Give the data below again, word for word.

[BEGIN Supplied entries]

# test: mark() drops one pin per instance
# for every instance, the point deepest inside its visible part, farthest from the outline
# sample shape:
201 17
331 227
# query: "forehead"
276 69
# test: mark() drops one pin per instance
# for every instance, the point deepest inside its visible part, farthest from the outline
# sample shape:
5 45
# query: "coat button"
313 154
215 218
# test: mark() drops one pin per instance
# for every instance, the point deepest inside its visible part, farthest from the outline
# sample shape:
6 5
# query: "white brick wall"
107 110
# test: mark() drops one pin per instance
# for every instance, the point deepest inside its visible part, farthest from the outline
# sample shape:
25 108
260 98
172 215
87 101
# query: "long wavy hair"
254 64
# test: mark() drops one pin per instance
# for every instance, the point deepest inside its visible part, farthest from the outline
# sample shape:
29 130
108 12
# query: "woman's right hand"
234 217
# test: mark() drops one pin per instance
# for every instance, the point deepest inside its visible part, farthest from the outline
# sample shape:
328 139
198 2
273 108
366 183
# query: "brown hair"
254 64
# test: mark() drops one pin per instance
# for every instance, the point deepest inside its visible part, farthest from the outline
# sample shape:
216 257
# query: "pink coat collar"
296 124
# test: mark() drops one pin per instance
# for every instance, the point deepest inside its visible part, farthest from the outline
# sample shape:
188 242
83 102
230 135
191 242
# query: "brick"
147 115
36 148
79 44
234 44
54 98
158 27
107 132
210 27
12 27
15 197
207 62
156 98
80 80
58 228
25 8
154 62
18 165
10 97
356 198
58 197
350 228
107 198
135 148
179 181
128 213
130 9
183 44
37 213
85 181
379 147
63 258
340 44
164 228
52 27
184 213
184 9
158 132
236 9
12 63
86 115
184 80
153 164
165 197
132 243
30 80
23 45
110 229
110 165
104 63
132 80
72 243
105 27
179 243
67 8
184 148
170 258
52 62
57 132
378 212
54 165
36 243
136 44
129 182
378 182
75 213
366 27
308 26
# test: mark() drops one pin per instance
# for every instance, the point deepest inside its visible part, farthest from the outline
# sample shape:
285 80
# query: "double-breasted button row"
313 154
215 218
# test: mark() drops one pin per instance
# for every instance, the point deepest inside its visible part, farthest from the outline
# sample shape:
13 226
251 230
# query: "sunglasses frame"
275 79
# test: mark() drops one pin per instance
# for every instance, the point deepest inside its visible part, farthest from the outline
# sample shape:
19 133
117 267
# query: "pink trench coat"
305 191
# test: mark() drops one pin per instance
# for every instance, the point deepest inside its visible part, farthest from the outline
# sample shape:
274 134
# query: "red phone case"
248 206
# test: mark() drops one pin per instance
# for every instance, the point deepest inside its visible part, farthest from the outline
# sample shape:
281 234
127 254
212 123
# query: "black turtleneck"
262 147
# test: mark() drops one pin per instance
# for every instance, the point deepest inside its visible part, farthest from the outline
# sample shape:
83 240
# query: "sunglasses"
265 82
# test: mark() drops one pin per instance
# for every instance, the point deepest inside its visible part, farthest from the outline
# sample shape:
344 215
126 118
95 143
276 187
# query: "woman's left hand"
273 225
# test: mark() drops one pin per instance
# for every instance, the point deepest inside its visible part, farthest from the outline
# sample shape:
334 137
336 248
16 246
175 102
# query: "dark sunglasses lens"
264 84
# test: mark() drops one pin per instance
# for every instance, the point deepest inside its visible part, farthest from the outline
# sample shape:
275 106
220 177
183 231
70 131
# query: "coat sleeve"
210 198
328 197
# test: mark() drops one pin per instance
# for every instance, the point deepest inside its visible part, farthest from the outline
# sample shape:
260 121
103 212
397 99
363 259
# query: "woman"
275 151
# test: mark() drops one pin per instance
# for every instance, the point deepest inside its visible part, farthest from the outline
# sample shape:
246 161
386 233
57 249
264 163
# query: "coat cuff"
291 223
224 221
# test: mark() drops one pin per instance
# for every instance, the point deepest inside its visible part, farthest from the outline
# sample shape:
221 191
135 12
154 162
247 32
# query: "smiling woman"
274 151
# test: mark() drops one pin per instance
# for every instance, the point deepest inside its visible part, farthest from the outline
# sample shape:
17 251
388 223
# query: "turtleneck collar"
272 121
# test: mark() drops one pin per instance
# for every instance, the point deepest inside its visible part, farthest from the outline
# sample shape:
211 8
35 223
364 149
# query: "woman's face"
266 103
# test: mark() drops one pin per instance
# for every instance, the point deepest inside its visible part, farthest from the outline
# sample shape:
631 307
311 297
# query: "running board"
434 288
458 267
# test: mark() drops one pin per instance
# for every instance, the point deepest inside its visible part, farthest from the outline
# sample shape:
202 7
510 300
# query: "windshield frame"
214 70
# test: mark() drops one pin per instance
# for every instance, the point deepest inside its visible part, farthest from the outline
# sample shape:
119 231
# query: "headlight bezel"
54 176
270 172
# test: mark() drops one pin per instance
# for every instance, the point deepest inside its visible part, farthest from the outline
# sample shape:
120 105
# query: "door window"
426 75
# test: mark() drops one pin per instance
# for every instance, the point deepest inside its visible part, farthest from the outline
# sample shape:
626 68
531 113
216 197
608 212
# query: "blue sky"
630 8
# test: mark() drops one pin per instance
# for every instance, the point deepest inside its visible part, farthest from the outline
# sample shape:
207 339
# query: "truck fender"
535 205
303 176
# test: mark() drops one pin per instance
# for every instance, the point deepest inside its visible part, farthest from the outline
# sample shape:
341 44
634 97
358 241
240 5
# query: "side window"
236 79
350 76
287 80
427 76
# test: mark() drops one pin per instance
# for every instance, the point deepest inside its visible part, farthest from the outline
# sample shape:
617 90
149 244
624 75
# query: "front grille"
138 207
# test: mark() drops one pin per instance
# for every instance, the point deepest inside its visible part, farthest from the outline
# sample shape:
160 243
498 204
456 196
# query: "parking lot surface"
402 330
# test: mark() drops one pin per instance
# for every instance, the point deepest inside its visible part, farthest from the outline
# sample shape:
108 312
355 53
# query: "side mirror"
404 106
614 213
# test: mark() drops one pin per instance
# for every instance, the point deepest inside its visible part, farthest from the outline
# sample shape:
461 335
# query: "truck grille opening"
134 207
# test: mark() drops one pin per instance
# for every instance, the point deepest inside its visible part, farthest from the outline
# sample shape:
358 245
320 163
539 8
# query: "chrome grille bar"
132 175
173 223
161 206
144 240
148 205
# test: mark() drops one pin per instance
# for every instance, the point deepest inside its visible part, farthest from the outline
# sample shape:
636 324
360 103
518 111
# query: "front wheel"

[END Supplied entries]

* [Response]:
# test: mark() drops one pin per instance
# for every instance, the point deepest inside its visible part, farthest from the outline
# sample shape:
201 17
331 227
# query: "forehead"
276 69
# test: mark() drops one pin per instance
# for every instance, the point deepest inside its visible part, farthest from the outline
# sample shape:
5 45
# query: "coat button"
313 154
215 218
# test: mark() drops one pin per instance
# for every instance, the point deepest inside its visible part, farthest from the outline
# sample shape:
6 5
# query: "white brick wall"
107 110
# test: mark() drops one pin per instance
# for every instance, the point deepest inside its visible part, farthest from the outline
# sample shape:
25 108
260 98
172 215
87 101
# query: "long wavy hair"
254 64
# test: mark() drops one pin per instance
# for every instance, the point deepest inside its visible part, farthest from the outline
# sample shape:
29 130
108 12
# query: "woman's right hand"
234 217
# test: mark() drops one pin per instance
# for every instance, the point deepest inside its visible part, farthest from the outline
# sample shape:
328 139
198 2
273 108
366 183
# query: "brown hair"
254 64
# test: mark() drops one pin per instance
# for every instance, the point deepest inside its visible part, farthest from the outline
# sample shape:
216 257
# query: "pink coat collar"
296 124
# test: mark() drops one pin per instance
# for every instance, the point deepest inside its visible part, farthest from the outline
# sample shape:
188 242
83 102
230 135
191 242
# query: "brick"
147 115
36 148
79 44
234 44
54 98
158 27
107 132
210 27
12 27
15 197
207 62
156 98
80 80
58 228
25 8
154 62
18 165
10 97
356 198
58 197
350 228
107 198
135 148
179 181
128 213
130 9
183 44
37 213
85 181
379 147
63 258
340 44
164 228
52 27
184 213
184 9
158 132
236 9
12 63
86 115
184 80
153 164
165 197
132 243
30 80
23 45
110 229
110 165
104 63
132 80
72 243
105 27
179 243
67 8
184 148
170 258
52 62
57 132
378 212
54 165
36 243
136 44
129 182
378 182
75 213
366 27
308 26
# test: mark() drops one pin per instance
# for every instance, the point deepest inside its visible part, farthest from the outline
# sample shape:
285 80
# query: "double-breasted button row"
313 154
215 218
# test: mark() drops one pin per instance
# for every instance, the point deepest inside its visible part, farthest from the outline
# sample shape:
13 226
251 230
# query: "sunglasses frame"
275 79
# test: mark() drops one pin per instance
# for every instance, the point deepest inside its visible part, farthest from the outline
# sample shape:
19 133
117 267
# query: "pink trench coat"
305 191
# test: mark() drops one pin per instance
# for every instance, the point deepest inside its visible part, farthest from the outline
# sample shape:
274 134
# query: "red phone case"
248 206
# test: mark() drops one pin per instance
# for every instance, the point deepest inside its visible part, farthest from the outline
# sample shape:
281 234
127 254
212 123
# query: "black turtleneck"
262 147
# test: mark() drops one pin per instance
# for every instance, the point deepest inside its visible part, farthest from the outline
# sample shape:
83 240
# query: "sunglasses"
265 82
# test: mark() drops one pin per instance
# for every instance, the point deepest inside its visible part, farthest from the outline
# sample shape:
344 215
126 118
95 143
276 187
# query: "woman's left hand"
273 225
# test: mark() drops one pin per instance
# for every instance, the point deepest inside its visible part, farthest from the outline
# sample shape:
334 137
336 248
16 246
175 102
# query: "dark sunglasses lens"
264 84
# test: mark() drops one pin per instance
# for every instance, the point deepest inside its visible part, farthest from the outline
# sample shape:
275 106
220 177
183 231
70 131
# query: "coat sleeve"
210 198
328 197
# test: mark() drops one pin per instance
# for every instance, the point deepest inside its visible part, farthest from the outline
# sample shape:
260 121
103 212
397 99
363 259
# query: "woman"
275 151
# test: mark() drops one pin per instance
# for every instance, the point deepest inside its visible part, farthest from the outline
# sample shape:
246 161
386 233
57 249
264 163
# query: "coat cuff"
291 223
224 221
# test: mark() drops one pin per instance
# for every instance, the point deepest inside its visible part, farthest from the outline
# sample shape:
221 191
135 12
154 162
247 32
# query: "smiling woman"
274 151
# test: mark() drops one pin per instance
# for every instance, the point deepest inside its visible part, farthest from the outline
# sample shape:
17 251
388 223
# query: "turtleneck collar"
272 121
# test: mark() drops one pin per instance
# for every instance, the point deepest inside its visible part, farthest from the outline
# sample shape:
211 8
35 223
364 149
# query: "woman's face"
266 103
# test: mark() drops one pin per instance
# for every instance, the point deepest inside its visible part, farthest from the outline
# sample shape:
631 307
311 297
# query: "running board"
434 288
458 267
# test: mark() drops one pin per instance
# for every instance, the point deepest inside its visible part, farthest from the outline
# sample shape:
202 7
510 300
# query: "windshield frame"
214 70
# test: mark() drops one pin per instance
# for every instance, the point deepest inside its visible part, farthest from the outline
# sample shape:
119 231
# query: "headlight bezel"
54 176
270 172
# test: mark() drops one pin per instance
# for every instance, the point deepest inside its visible part, farthest from the outline
# sample shape:
120 105
# query: "door window"
426 75
# test: mark() drops one pin per instance
# for every instance, the point deepest inside its visible part, farthest from the outline
# sample shape:
626 68
531 113
216 197
608 212
# query: "blue sky"
630 8
# test: mark() drops one pin per instance
# for every instance, the point deepest inside its visible part, farthest from the outline
# sample shape:
207 339
# query: "truck fender"
535 205
303 176
# test: mark() drops one pin per instance
# for every instance, the point deepest inside its visible part, farthest from the outline
# sample shape:
341 44
634 97
358 241
240 5
# query: "side window"
236 79
350 76
287 80
427 76
# test: mark() drops one pin per instance
# for every instance, the point deepest inside its visible part, farthest from the outline
# sample shape:
617 90
149 244
624 75
# query: "front grille"
138 207
# test: mark() drops one pin per instance
# for every instance, the point deepest inside its visible part, farthest from the outline
# sample shape:
160 243
498 204
456 196
# query: "parking lot surface"
402 330
# test: mark() drops one pin per instance
# for every instance, the point deepest inside its visible part, farthest from the outline
# sample shape:
108 312
355 53
# query: "side mirror"
404 106
614 213
# test: mark() drops one pin per instance
# for every instance, the point deepest inside its visible part, farthest from the outline
# sample shape:
461 335
# query: "truck grille opening"
134 207
# test: mark() drops one pin per instance
# for every instance, the point deepest inside its visible part, farthest from the outline
# sample shape:
358 245
320 163
539 8
# query: "chrome grille bar"
132 175
173 223
161 206
144 240
148 205
# test: mark() drops one pin per instance
# for every instance, the point deepest inside its visible part, farthest from the outline
# sample shape:
636 324
360 103
518 111
# query: "front wheel"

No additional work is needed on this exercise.